▶ About this task
Take the lines below beginning at the line that has "like x=124 y=372." and stopping after the line that has "like x=242 y=247.", and print them exactly as they are, with no other lines.

Stored data entries
>>

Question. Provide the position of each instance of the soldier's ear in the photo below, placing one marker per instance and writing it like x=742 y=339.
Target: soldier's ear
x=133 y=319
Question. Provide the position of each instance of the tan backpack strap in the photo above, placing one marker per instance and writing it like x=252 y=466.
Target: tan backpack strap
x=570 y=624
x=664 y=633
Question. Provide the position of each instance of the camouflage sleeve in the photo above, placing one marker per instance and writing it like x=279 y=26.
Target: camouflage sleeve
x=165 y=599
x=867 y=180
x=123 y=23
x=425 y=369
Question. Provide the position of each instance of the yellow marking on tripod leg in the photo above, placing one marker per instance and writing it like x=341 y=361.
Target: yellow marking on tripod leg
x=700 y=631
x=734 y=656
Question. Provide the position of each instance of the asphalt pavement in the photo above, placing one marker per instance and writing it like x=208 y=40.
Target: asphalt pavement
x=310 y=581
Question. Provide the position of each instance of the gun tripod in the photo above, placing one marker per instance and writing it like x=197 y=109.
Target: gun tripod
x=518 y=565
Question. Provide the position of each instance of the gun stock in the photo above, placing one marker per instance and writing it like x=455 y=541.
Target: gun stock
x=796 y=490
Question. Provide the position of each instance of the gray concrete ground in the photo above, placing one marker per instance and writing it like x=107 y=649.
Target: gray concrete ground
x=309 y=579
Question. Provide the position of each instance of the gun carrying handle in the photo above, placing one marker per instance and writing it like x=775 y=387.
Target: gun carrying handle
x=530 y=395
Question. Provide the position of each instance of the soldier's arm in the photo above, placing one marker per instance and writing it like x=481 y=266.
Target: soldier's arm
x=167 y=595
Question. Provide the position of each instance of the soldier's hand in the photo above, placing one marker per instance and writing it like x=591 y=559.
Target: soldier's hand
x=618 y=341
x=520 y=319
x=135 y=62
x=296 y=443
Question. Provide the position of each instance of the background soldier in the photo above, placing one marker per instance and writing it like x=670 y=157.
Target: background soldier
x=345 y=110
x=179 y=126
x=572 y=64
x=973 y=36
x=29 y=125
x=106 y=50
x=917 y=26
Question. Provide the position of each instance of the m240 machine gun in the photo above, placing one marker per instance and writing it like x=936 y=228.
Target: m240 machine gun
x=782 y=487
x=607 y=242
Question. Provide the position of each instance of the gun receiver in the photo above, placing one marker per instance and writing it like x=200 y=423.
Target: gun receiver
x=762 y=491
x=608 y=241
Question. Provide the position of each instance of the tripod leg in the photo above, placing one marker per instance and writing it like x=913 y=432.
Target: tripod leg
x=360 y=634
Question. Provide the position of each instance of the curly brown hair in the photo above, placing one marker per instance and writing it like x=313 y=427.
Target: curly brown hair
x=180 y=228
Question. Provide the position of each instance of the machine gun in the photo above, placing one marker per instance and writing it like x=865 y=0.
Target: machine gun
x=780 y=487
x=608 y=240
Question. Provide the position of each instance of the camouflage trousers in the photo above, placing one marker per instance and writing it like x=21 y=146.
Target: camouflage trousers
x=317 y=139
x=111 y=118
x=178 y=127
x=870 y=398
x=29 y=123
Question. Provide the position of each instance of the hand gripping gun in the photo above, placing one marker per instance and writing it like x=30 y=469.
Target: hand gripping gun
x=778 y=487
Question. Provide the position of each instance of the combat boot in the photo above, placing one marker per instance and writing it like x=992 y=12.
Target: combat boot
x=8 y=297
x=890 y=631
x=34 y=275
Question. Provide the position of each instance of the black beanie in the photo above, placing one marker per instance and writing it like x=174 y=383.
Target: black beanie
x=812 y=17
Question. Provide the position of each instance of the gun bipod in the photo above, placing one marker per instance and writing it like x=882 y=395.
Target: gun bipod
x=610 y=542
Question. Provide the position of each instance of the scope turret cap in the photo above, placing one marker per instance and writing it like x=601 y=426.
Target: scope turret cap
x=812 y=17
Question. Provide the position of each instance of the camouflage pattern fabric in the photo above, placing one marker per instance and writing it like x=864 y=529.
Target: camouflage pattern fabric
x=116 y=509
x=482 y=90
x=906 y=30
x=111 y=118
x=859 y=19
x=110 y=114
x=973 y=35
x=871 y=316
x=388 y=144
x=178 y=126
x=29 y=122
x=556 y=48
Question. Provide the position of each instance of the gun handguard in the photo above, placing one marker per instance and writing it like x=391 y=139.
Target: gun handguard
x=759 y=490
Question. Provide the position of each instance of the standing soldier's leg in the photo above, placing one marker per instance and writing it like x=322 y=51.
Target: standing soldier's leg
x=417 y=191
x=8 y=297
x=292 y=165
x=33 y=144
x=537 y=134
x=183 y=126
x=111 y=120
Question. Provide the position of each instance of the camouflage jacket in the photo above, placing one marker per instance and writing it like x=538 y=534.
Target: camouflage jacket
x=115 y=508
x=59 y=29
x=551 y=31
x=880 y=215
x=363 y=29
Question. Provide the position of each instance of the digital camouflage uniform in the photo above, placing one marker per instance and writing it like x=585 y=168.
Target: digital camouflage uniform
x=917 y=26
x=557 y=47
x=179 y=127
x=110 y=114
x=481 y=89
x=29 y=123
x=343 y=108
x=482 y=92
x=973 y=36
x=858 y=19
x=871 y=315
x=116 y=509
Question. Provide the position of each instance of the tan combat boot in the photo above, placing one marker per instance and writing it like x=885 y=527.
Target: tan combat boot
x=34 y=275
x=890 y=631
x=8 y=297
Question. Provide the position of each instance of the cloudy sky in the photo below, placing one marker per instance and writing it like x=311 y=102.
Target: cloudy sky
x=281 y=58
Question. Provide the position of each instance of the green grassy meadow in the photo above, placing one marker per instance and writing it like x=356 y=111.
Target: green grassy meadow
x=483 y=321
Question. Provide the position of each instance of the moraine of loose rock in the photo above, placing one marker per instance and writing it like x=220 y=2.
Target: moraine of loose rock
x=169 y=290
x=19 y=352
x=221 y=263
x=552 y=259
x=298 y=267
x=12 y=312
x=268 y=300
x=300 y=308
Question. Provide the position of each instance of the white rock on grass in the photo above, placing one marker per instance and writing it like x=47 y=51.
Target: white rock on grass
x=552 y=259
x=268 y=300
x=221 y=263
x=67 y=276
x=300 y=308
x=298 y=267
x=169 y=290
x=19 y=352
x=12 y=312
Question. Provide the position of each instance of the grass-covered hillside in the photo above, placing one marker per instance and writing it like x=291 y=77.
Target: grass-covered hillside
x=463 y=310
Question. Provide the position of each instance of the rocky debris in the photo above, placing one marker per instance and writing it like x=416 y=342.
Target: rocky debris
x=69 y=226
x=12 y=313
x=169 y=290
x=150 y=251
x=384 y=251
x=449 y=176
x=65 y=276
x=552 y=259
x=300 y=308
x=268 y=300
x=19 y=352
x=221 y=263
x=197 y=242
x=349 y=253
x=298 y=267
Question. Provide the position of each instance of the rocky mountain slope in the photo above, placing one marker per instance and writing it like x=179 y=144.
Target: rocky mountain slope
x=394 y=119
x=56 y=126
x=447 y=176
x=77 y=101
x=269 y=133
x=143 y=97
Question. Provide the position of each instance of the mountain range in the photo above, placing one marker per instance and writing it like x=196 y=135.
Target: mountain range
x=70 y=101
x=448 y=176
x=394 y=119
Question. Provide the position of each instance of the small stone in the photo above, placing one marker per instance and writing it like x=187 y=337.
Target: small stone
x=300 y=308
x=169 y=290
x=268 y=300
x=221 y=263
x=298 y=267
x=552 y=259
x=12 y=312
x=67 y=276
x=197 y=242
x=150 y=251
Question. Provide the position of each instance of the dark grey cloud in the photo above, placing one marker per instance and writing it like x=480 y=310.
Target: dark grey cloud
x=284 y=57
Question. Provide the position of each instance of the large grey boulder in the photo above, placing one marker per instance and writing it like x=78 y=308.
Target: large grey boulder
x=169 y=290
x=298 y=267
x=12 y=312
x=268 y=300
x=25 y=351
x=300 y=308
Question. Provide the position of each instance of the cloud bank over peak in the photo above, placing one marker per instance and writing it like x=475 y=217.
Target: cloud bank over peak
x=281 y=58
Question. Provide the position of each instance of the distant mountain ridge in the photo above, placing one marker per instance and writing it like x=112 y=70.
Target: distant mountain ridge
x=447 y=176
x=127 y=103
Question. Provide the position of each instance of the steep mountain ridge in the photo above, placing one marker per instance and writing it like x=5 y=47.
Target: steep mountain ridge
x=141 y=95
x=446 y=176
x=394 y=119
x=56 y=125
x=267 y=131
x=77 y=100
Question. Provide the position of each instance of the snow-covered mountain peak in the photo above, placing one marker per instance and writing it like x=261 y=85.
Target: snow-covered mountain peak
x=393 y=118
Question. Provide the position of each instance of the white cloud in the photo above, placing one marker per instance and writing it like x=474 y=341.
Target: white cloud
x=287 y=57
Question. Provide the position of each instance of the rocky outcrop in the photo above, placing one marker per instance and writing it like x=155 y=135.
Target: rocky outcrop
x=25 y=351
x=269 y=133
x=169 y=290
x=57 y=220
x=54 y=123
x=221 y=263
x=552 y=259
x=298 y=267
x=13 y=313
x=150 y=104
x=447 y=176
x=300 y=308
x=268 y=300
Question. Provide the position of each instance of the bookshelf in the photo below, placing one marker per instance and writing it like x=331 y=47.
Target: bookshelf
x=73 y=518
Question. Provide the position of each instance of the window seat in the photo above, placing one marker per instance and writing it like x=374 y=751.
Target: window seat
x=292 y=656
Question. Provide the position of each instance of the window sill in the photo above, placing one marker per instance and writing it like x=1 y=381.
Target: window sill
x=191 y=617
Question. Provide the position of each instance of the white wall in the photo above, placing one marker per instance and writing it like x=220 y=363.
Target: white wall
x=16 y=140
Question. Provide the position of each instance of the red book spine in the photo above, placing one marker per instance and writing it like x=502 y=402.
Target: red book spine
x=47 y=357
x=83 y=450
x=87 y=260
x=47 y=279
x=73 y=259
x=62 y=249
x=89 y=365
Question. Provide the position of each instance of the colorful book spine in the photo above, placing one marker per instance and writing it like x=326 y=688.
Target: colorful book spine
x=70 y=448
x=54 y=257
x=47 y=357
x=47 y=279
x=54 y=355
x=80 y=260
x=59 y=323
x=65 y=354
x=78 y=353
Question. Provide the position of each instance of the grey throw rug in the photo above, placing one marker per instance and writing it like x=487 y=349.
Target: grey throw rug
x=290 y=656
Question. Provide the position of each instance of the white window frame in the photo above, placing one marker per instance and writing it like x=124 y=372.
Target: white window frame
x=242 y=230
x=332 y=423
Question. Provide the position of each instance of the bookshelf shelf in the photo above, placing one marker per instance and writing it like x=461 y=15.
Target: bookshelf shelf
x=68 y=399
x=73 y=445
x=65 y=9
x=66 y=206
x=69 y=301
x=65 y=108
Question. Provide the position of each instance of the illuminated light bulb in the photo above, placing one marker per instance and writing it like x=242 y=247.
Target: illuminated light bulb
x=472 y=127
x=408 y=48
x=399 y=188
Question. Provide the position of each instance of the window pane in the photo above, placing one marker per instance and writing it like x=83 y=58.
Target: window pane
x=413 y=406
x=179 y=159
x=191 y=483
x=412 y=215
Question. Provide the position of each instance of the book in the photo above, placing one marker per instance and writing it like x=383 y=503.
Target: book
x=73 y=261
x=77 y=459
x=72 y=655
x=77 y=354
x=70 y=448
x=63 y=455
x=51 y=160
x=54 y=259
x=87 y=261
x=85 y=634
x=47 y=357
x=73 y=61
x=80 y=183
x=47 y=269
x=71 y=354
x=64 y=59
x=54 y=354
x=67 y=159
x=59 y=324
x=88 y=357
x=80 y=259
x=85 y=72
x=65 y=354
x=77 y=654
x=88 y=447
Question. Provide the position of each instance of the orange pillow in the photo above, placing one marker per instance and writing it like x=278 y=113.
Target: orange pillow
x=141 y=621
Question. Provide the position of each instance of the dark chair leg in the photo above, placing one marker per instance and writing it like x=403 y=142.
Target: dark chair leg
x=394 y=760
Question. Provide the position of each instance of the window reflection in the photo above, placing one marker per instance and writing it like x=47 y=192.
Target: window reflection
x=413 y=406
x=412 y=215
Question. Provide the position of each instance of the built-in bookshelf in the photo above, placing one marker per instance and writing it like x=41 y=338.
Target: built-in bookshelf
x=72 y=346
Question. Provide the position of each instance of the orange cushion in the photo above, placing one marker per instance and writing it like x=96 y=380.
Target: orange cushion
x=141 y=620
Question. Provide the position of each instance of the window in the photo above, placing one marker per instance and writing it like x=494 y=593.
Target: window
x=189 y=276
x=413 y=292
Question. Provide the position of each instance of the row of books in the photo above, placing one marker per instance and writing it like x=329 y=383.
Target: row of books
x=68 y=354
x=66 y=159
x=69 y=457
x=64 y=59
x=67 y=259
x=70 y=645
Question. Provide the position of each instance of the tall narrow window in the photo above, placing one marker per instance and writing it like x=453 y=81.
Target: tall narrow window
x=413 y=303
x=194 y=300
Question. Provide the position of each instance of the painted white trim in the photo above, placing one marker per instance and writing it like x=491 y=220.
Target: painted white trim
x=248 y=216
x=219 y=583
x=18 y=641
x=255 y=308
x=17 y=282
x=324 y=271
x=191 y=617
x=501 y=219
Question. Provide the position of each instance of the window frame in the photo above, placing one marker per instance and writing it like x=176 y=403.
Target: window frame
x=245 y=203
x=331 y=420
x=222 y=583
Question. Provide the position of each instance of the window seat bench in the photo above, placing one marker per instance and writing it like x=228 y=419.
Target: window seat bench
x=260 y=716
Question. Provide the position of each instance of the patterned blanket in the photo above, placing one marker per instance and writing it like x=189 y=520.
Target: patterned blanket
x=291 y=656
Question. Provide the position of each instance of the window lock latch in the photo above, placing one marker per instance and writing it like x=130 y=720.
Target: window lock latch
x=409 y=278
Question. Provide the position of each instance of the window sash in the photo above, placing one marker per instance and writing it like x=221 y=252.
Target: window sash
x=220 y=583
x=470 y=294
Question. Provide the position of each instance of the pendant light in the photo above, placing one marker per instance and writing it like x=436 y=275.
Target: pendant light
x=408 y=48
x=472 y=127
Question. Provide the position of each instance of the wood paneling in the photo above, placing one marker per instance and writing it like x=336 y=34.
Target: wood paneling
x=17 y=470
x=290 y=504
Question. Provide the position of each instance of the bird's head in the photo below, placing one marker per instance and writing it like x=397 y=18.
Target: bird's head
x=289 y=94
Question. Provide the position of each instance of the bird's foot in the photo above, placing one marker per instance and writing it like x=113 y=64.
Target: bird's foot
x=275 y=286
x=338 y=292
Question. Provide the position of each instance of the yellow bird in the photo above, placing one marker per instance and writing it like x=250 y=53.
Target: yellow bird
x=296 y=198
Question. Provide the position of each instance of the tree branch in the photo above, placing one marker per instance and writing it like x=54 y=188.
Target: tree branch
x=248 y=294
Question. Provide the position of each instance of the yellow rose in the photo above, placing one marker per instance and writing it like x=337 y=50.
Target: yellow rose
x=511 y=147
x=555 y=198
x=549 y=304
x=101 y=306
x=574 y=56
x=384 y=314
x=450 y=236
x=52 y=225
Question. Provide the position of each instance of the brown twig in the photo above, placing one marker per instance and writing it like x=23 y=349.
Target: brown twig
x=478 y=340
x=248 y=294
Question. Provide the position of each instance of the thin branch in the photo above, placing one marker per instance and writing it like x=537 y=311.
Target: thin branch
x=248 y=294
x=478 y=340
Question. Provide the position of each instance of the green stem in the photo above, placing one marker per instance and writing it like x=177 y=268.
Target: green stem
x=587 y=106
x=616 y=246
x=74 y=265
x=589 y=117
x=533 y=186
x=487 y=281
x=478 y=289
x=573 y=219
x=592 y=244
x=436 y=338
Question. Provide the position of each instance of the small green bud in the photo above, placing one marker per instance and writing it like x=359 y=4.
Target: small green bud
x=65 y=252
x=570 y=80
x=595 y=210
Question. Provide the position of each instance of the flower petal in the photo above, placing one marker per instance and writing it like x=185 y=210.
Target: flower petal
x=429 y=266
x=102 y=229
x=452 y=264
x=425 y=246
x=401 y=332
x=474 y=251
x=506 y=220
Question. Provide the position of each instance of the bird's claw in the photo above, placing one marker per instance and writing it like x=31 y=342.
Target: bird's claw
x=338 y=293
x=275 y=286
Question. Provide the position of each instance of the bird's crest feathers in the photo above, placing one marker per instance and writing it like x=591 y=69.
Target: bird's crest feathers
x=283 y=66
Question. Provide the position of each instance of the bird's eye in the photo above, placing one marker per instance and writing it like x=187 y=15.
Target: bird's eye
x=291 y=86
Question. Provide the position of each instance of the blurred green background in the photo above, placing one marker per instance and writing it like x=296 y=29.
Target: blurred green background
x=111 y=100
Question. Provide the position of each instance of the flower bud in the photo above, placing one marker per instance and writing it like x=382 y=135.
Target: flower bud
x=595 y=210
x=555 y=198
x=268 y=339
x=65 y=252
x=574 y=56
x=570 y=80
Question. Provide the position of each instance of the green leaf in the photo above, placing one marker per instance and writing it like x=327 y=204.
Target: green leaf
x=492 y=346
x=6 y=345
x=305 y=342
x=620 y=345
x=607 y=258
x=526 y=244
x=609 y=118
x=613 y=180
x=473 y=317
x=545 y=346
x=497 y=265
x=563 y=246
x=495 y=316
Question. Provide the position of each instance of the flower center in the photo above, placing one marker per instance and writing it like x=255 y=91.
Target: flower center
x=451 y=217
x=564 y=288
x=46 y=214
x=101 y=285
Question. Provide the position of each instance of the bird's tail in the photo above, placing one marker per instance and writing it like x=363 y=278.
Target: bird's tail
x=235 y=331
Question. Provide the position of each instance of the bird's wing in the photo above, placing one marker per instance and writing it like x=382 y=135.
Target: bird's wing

<<

▶ Answer for this exercise
Question. Provide the position of each instance of the white window frame in the photo above, placing one marker per instance and writing it like x=124 y=372.
Target: white window frame
x=242 y=230
x=332 y=423
Question. Provide the position of each instance of the bookshelf shelf in the photo above, placing one marker per instance and writing it like x=461 y=15.
Target: bookshelf shelf
x=68 y=399
x=73 y=445
x=65 y=9
x=66 y=206
x=69 y=301
x=65 y=108
Question. Provide the position of each instance of the illuminated light bulb in the photo above, placing one marker per instance and writing it like x=242 y=247.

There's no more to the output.